D'après l'extrait sur les cristaux guérisseurs, quelle fonction occupe Gilda Salomone ?

Extrait du texte
┌────────
Le Children retire les livres sur les cristaux de son établissement
Une ex-employée remettait des cristaux guérisseurs et un livre aux enfants cancéreux


Audrey Ruel-Manseau
Tous les exemplaires du livre sur les cristaux guérisseurs écrit par une ex-travailleuse sociale de l’Hôpital de Montréal pour enfants ont été retirés du Children, a assuré le centre hospitalier, qui a reconnu que la situation mise au jour par notre Bureau d’enquête était inacceptable.
«Ce n’est pas quelque chose qu’on va accepter. On a déjà enlevé les exemplaires du livre, tout ce qu’on a pu trouver», a déclaré Gilda Salomone, cheffe de service aux communications au Centre universitaire de santé McGill.
└────────
Données fournies
┌────────
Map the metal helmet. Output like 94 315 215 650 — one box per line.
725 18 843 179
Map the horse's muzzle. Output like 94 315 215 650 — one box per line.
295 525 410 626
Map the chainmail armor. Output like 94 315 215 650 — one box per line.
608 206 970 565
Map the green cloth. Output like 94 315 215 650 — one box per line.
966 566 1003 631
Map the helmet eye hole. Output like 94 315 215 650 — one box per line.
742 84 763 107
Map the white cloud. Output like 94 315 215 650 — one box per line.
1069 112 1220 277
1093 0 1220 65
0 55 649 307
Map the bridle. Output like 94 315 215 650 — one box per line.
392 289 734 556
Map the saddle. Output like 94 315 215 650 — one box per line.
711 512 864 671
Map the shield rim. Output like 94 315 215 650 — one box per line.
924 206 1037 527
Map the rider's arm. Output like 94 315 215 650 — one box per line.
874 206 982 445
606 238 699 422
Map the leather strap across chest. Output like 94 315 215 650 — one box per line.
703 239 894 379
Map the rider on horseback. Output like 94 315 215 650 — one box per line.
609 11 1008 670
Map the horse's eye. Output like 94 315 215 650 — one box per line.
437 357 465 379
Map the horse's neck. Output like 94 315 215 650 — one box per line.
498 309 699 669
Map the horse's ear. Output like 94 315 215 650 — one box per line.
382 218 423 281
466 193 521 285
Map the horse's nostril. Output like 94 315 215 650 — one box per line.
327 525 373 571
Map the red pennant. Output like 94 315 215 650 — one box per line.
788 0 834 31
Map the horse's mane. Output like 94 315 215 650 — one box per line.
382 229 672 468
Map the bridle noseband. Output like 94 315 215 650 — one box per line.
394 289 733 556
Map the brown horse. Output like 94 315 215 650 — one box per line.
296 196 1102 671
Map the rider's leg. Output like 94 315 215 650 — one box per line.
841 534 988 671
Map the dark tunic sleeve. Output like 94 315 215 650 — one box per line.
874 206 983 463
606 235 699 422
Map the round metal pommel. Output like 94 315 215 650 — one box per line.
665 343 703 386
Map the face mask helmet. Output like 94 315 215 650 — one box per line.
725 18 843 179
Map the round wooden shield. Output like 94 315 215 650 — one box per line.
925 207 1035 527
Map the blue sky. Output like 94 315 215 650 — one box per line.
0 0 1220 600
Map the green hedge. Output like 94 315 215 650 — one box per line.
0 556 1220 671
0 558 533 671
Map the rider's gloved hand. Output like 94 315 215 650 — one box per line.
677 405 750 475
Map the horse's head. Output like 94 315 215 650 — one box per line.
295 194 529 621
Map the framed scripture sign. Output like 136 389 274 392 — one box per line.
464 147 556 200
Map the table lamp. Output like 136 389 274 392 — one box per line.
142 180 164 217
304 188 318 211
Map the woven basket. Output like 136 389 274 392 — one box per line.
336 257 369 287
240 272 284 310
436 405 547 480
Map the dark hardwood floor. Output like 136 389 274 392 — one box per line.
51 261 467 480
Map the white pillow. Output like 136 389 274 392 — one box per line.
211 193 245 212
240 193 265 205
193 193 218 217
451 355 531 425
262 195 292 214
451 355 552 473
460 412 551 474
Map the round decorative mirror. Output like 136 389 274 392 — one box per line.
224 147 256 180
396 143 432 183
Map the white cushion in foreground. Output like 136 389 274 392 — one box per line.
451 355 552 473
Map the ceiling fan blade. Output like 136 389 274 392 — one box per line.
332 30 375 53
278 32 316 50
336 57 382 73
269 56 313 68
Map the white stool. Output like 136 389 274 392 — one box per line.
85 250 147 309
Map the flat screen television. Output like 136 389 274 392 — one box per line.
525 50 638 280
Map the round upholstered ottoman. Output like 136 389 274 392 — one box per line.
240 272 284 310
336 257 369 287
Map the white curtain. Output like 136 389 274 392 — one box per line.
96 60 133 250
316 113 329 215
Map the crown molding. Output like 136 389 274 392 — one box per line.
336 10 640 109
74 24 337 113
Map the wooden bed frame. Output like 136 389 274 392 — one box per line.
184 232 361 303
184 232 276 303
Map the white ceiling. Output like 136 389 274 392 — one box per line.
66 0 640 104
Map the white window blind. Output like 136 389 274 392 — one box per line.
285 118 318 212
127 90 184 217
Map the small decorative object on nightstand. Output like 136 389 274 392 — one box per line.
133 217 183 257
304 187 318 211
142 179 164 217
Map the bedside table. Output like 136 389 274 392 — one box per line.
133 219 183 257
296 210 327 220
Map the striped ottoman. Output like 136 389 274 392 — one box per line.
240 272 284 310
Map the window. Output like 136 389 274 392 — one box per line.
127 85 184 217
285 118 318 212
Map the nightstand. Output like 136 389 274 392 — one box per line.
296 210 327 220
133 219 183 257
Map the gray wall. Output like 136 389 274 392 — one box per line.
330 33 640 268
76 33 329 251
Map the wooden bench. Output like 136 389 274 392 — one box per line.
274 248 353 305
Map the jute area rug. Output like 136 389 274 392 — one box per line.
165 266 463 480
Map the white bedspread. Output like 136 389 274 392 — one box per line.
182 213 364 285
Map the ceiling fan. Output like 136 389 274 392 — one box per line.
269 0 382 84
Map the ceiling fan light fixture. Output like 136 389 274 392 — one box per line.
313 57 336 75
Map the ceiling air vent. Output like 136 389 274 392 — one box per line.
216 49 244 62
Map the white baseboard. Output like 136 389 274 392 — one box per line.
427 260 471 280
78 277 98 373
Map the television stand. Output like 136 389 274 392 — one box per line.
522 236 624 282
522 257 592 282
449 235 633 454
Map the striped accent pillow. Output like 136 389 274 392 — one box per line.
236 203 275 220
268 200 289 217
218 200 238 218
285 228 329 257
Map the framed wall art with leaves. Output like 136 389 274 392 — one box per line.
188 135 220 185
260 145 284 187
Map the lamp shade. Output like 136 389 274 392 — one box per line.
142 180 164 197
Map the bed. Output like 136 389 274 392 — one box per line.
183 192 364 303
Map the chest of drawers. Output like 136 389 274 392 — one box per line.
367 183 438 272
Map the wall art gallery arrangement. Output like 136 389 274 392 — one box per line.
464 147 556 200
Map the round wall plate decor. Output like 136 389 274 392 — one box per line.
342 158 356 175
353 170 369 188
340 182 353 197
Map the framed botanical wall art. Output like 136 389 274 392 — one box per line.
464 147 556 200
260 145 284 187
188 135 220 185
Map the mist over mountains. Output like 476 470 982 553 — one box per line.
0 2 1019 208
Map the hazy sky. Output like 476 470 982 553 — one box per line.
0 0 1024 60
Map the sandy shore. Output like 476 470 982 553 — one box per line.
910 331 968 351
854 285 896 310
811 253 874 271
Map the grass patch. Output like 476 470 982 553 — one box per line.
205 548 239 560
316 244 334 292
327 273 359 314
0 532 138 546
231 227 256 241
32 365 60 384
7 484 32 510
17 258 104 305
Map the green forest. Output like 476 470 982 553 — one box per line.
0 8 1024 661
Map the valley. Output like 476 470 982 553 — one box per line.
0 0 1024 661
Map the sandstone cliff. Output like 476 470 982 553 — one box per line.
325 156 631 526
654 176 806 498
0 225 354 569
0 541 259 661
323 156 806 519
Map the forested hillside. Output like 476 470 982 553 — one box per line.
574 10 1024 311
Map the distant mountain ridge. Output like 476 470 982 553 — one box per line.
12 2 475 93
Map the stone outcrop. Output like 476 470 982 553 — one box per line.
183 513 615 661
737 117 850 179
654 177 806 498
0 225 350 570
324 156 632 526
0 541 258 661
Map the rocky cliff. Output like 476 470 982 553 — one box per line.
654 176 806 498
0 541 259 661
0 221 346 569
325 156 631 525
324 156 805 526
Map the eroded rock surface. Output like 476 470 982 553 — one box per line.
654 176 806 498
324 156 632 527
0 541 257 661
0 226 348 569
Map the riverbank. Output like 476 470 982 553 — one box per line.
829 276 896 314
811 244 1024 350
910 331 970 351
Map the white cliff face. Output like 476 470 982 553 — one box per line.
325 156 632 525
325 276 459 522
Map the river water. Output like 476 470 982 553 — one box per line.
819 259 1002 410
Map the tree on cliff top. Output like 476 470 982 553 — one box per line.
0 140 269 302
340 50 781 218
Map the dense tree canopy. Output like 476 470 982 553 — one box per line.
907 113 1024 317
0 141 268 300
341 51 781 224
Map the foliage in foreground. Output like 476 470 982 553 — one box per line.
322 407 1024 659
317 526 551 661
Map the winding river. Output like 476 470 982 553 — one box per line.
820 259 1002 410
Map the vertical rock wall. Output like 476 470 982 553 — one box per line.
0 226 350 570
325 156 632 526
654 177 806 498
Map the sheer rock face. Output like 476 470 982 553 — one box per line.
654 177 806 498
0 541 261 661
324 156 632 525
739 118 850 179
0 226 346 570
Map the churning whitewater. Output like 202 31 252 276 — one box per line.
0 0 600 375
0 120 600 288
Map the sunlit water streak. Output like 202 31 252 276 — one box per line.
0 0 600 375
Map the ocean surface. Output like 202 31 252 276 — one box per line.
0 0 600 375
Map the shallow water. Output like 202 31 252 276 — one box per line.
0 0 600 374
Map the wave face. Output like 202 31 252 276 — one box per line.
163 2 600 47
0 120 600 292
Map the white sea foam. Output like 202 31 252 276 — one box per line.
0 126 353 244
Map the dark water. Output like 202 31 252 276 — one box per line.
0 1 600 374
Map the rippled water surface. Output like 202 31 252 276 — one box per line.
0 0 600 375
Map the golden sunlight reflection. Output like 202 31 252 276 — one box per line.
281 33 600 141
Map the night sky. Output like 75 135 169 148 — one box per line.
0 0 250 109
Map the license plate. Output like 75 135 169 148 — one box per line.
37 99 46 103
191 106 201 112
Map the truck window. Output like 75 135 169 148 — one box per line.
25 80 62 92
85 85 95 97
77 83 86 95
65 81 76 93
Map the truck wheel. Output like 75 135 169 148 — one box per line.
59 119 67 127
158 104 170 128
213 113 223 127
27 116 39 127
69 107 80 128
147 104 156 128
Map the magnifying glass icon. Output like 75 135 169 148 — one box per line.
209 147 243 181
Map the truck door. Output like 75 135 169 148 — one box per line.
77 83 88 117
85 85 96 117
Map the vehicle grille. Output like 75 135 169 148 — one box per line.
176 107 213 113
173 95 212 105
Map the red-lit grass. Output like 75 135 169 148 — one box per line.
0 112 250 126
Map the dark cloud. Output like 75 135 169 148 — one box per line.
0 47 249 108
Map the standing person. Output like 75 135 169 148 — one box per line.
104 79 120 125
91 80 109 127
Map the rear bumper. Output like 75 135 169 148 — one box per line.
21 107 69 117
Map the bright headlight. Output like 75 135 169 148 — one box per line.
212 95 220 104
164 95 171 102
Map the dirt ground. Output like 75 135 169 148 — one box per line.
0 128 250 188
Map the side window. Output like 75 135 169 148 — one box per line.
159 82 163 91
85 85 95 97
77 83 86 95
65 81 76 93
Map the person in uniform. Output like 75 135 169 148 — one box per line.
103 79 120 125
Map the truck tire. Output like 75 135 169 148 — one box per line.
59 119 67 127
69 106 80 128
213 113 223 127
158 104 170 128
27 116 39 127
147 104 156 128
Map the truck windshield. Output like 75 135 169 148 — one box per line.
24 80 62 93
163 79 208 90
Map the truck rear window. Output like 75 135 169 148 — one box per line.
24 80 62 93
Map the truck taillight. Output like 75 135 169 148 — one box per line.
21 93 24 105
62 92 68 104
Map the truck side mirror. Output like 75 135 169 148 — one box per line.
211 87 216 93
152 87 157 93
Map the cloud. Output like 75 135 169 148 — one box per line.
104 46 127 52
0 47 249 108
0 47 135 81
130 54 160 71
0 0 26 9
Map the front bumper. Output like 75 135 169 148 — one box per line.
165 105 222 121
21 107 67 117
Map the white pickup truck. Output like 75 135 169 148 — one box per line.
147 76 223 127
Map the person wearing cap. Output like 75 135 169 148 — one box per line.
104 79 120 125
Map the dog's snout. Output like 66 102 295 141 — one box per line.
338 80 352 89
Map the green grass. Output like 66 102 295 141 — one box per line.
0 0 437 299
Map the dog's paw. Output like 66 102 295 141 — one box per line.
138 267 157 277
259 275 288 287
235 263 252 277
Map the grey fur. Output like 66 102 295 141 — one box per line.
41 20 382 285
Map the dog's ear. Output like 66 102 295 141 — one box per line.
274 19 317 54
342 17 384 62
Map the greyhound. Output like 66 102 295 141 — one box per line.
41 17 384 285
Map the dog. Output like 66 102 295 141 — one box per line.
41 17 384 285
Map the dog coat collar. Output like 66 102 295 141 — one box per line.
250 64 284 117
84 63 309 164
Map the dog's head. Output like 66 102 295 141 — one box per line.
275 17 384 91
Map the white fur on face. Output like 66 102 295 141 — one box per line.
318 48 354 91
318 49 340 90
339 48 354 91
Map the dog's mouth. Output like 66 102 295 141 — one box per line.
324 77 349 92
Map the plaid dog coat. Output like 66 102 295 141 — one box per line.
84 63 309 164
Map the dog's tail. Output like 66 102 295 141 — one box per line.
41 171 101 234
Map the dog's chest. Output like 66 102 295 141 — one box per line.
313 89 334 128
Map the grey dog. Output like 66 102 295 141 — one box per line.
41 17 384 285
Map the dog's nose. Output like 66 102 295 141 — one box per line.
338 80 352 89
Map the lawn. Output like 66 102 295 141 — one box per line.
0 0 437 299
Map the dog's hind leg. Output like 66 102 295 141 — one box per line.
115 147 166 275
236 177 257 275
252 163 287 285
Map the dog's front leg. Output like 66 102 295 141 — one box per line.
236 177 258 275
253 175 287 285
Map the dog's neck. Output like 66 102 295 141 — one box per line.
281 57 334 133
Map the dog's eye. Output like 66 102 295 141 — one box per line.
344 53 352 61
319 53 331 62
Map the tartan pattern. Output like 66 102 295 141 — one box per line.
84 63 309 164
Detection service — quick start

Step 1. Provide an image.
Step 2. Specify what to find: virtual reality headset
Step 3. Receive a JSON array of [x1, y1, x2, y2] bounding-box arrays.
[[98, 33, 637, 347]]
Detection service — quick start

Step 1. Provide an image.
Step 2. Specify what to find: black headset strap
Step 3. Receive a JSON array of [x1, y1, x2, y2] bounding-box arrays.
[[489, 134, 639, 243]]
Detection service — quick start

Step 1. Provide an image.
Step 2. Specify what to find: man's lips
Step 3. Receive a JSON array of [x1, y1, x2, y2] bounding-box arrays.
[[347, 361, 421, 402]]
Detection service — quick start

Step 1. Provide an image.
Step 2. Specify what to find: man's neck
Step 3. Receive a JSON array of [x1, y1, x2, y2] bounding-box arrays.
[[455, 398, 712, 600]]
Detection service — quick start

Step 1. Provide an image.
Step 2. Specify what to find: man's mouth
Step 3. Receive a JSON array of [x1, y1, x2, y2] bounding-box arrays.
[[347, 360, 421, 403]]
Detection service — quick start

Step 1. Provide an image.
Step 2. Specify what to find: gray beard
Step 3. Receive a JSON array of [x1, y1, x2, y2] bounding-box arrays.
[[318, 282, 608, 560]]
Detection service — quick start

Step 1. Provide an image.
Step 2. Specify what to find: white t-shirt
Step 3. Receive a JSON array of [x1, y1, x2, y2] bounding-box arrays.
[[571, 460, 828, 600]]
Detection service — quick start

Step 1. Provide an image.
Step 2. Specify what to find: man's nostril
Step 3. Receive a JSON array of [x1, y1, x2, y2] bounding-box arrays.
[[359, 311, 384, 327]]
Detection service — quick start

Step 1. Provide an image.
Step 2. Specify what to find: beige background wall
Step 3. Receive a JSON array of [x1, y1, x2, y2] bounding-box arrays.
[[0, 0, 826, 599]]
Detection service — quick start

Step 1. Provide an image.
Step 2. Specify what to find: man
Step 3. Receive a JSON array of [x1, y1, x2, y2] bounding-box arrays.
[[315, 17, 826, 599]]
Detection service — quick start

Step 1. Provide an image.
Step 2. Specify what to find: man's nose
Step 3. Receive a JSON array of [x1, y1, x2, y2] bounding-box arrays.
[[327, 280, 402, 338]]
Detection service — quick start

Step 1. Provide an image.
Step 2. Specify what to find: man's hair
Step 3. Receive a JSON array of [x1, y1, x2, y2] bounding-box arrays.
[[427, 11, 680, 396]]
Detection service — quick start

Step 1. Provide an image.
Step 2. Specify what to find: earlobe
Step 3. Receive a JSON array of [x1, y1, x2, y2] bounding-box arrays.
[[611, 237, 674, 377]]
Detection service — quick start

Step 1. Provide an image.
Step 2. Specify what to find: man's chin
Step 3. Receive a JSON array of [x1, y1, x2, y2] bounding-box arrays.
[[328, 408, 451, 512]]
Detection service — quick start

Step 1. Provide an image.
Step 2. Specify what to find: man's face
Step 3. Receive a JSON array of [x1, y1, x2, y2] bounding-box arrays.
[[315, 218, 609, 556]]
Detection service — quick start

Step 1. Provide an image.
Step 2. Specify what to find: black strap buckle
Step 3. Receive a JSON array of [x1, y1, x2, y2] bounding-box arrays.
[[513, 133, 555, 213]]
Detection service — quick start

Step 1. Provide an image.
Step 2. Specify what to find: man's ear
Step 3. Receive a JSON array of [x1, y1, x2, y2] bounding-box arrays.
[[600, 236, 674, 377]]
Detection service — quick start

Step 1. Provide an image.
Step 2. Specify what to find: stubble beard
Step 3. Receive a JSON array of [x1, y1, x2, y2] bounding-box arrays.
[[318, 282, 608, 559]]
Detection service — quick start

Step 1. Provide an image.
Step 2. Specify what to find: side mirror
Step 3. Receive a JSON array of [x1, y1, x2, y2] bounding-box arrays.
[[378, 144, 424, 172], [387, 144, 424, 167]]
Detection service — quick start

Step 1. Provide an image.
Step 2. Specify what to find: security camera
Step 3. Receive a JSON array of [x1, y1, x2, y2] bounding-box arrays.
└────────
Exercice corrigé
Elle est cheffe de service aux communications au Centre universitaire de santé McGill.